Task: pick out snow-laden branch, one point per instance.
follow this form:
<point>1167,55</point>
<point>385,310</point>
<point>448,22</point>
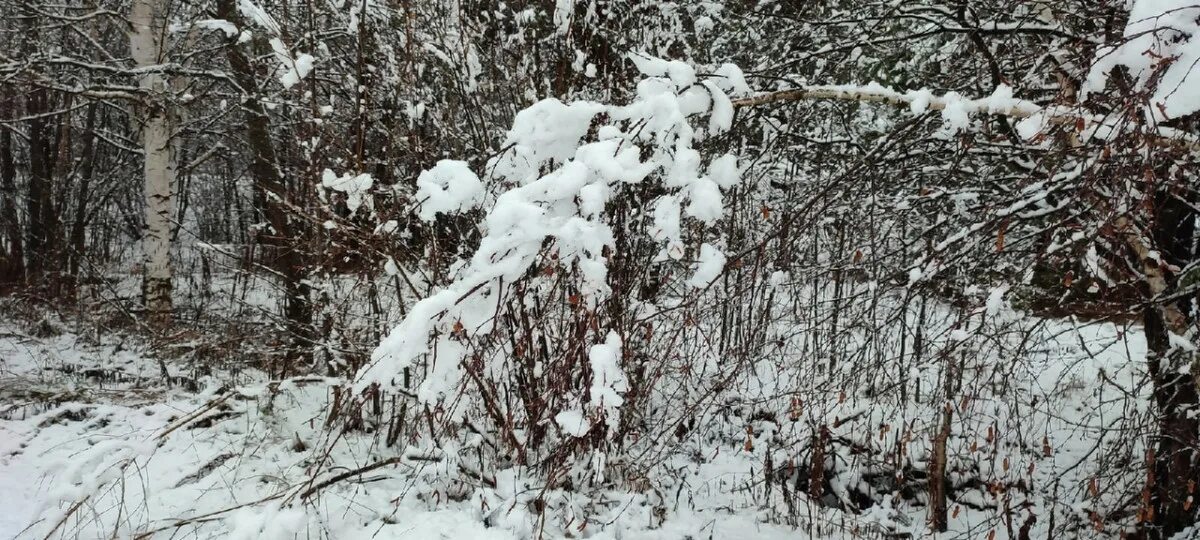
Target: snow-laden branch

* [Written task]
Print every line of the records above verbatim, leaving out the pictures.

* [Expected answer]
Task: pick out snow-laden branch, one point per instance.
follow this form:
<point>1167,55</point>
<point>385,310</point>
<point>448,22</point>
Target: snow-laden branch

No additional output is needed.